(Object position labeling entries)
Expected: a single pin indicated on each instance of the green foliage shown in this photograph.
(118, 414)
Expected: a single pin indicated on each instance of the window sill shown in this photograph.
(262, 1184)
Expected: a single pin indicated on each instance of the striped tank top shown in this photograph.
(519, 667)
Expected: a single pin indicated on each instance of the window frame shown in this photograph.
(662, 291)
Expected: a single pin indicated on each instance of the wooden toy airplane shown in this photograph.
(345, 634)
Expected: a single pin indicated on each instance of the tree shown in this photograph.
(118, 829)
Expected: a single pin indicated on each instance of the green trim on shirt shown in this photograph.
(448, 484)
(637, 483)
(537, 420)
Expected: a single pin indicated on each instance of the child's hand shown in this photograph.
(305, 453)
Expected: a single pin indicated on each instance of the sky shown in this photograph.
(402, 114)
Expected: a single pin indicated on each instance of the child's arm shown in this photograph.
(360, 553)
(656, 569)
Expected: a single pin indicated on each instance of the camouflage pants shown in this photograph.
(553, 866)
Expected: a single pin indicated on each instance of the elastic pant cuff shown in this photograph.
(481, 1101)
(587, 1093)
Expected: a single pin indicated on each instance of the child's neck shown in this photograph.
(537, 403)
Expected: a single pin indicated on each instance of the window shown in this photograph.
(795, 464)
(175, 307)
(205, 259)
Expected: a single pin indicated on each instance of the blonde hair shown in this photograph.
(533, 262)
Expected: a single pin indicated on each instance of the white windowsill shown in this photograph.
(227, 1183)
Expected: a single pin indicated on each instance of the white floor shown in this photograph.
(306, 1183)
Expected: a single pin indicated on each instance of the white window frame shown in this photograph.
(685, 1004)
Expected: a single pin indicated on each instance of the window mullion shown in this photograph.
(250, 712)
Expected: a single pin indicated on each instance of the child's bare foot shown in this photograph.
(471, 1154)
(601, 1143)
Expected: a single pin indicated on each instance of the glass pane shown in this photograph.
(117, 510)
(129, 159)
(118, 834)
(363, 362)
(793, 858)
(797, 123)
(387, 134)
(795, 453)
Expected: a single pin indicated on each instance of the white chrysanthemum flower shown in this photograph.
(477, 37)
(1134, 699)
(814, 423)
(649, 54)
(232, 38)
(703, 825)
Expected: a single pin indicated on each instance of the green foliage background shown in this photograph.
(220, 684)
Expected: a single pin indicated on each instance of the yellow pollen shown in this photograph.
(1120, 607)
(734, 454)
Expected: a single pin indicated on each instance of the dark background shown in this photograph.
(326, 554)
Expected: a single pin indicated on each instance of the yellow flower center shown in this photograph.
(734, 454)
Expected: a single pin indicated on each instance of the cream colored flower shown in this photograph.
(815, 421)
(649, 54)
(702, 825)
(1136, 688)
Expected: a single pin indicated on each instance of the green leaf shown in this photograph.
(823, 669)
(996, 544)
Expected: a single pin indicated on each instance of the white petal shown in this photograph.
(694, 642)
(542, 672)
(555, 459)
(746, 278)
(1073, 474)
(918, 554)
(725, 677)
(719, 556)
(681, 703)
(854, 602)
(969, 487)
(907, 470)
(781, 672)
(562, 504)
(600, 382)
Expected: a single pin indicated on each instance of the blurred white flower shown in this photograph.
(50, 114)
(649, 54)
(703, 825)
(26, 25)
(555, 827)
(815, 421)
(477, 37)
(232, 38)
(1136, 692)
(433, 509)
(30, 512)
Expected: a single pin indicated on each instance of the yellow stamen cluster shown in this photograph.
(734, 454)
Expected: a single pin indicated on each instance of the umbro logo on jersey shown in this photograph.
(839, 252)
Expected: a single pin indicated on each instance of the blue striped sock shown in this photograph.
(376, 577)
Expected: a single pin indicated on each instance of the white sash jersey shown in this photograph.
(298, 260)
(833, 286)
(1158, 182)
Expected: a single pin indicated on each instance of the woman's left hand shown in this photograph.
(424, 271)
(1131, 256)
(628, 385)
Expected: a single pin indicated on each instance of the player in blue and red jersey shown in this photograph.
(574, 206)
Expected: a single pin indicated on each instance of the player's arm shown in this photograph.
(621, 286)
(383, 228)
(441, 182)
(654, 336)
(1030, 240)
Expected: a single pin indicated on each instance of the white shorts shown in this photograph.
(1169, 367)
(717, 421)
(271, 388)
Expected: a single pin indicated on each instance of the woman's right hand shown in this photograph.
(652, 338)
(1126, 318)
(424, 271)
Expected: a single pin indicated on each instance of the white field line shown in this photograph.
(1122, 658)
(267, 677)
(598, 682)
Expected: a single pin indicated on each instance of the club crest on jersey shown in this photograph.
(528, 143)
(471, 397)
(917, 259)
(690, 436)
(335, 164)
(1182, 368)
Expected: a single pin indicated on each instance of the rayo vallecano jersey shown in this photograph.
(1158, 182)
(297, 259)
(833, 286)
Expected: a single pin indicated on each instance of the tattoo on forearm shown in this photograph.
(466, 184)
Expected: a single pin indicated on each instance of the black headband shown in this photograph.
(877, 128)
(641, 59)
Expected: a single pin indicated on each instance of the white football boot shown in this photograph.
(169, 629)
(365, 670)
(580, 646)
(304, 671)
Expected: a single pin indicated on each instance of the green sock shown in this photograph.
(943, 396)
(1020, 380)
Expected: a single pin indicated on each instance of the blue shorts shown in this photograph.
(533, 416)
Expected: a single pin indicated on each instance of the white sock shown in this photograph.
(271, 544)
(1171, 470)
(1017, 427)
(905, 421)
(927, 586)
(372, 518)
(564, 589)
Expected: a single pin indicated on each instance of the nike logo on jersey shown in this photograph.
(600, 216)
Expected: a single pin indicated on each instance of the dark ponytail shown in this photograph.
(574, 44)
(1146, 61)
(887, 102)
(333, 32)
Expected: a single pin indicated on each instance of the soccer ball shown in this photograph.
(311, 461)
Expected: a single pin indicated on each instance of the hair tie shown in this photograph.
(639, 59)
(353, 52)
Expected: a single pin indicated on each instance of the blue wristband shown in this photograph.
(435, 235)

#### WHAT YOU SHOULD DO
Write out every line from the records above, word for word.

#### CORRECT OUTPUT
Expected: a single pin indicated on each instance of the green foliage shown in this photograph.
(118, 414)
Expected: a single pin indicated on each instance of the window sill shown in this photograph.
(262, 1184)
Expected: a single pin indicated on each instance of the striped tank top shown in this photograph.
(519, 667)
Expected: a single pin indicated on each instance of the window frame shown in this photograph.
(662, 291)
Expected: a single pin indicated on each instance of the wooden toy airplane shown in this photograph.
(345, 634)
Expected: a single pin indicated on each instance of the tree shown in this photograph.
(118, 829)
Expected: a single pin indicated on each instance of the green trim on shirt shown in this photograph.
(448, 484)
(637, 483)
(537, 420)
Expected: a single pin indicated on each instance of the child's hand shown in this photograph.
(305, 453)
Expected: a single pin indicated on each instance of the sky shown in this photograph.
(402, 114)
Expected: a single pin indicated on each instance of the child's arm shown in this photograph.
(360, 553)
(656, 569)
Expected: a single pin indicated on each instance of the camouflage pants shown in this photograph.
(553, 866)
Expected: a single pin indicated on each instance of the elastic pant cuff shown in this photograph.
(481, 1101)
(587, 1093)
Expected: a single pin indicated on each instance of the child's neck shown in this photograph.
(537, 403)
Expected: a single pin indicated on each instance of the window shown in this photograph.
(795, 464)
(175, 307)
(205, 259)
Expected: a single pin indicated on each instance of the blonde hair shown in this photograph.
(533, 262)
Expected: a single pin indicated on each instance of the white windowsill shown in this photograph.
(227, 1183)
Expected: a single pin indicated on each instance of the white floor shown in this photograph.
(306, 1183)
Expected: a single pin indicated on each instance of the white window frame shown in this photograph.
(685, 1004)
Expected: a single pin indicated on each instance of the window mullion shown in this photograph.
(250, 712)
Expected: a single pin indicated on each instance of the child's bare foot shown in this photograph.
(471, 1154)
(601, 1143)
Expected: a single pin indicated on each instance of the glass pane shown in this photograph.
(117, 510)
(129, 159)
(118, 834)
(363, 362)
(793, 858)
(797, 123)
(387, 134)
(795, 453)
Expected: a single pin indicated on each instance of the white chrysanthemum flower shown in this photograph.
(477, 37)
(1134, 699)
(814, 423)
(649, 54)
(232, 38)
(703, 825)
Expected: a single pin indicated on each instance of the green foliage background shown in this photograph.
(220, 684)
Expected: a single pin indicated on each instance of the yellow pollen shown in this photograph.
(1120, 607)
(734, 454)
Expected: a single pin indicated on each instance of the dark background shown in this photograph.
(326, 554)
Expected: a single pin indicated on each instance of the yellow flower center shown in this photograph.
(734, 454)
Expected: a single pin indicated on each instance of the cream colored flower shown in this photograph.
(815, 421)
(649, 54)
(702, 825)
(1136, 688)
Expected: a single pin indicated on each instance of the green leaf shown in this photograph.
(823, 669)
(996, 544)
Expected: a single pin indicated on each instance of the white petal shown in this photograph.
(694, 642)
(542, 672)
(555, 459)
(746, 278)
(1073, 474)
(918, 554)
(725, 677)
(719, 556)
(681, 703)
(854, 602)
(969, 487)
(907, 470)
(781, 672)
(562, 504)
(600, 382)
Expected: a single pin indicated on each instance of the blurred white flower shown in this photograph.
(50, 114)
(649, 54)
(703, 825)
(26, 25)
(555, 827)
(815, 421)
(477, 37)
(232, 38)
(1136, 692)
(433, 509)
(30, 512)
Expected: a single pin indicated on each instance of the yellow stamen cluster shown in this photograph.
(734, 454)
Expected: a single pin indicated on each instance of the umbro logo on jersey shown in this photograph.
(839, 252)
Expected: a single pin indicated on each instance of the blue striped sock shown in this photograph.
(376, 577)
Expected: a single pin indicated on each instance of the white sash jersey shown in this photograph.
(298, 260)
(833, 286)
(1158, 182)
Expected: a single pin indicated on each instance of the woman's left hand shown in this photograph.
(424, 271)
(1131, 256)
(628, 385)
Expected: a single pin indicated on each instance of the player in blue and red jersey shown in this photograph.
(574, 206)
Expected: a single pin indicated on each instance of the player's arm shown in this photograph.
(621, 286)
(383, 228)
(441, 182)
(654, 336)
(1030, 240)
Expected: a single pin indicated on each instance of the white shorts shown in this photograph.
(1169, 367)
(717, 421)
(271, 388)
Expected: a single pin indicated on each instance of the woman's right hand shown in this photograph.
(652, 338)
(1126, 318)
(424, 271)
Expected: a single pin indicated on each instance of the white field line shown in this photograph.
(1122, 658)
(267, 677)
(598, 682)
Expected: a single pin indicated on each instance of the club crest on jersey shown in this photograph.
(528, 143)
(471, 397)
(917, 259)
(690, 436)
(335, 164)
(1182, 368)
Expected: a single pin indicated on each instance of the rayo vallecano jersey shown in this photograph.
(1158, 182)
(297, 259)
(833, 286)
Expected: a single pin indicated on each instance of the tattoo on forearm shown in this photograph.
(466, 184)
Expected: a single pin indicated on each instance of the black headband shown in this photograph.
(877, 128)
(641, 59)
Expected: a single pin indicated on each instance of the white football boot shown in this photograph.
(169, 629)
(365, 670)
(580, 646)
(304, 671)
Expected: a single pin indicated on each instance of the green sock shown in this photograph.
(943, 396)
(1020, 380)
Expected: a single pin indicated on each instance of the blue shorts shown in this photograph.
(533, 416)
Expected: a single pin indicated on each instance of the white sock shown in this photograph.
(271, 544)
(1171, 470)
(1017, 427)
(905, 421)
(927, 586)
(372, 518)
(564, 589)
Expected: a single pin indicated on each instance of the nike logo on jersey shown in this photograph.
(600, 216)
Expected: a single pin indicated on each instance of the dark ponytail shown in this photograph.
(574, 44)
(1146, 61)
(887, 102)
(333, 32)
Expected: a single pin indicated on each instance of the soccer ball shown in this photograph.
(311, 461)
Expected: a single pin indicated on each instance of the hair tie shown in this photograph.
(639, 59)
(353, 52)
Expected: a single pin indicated on each instance of the blue wristband shown in this photograph.
(435, 235)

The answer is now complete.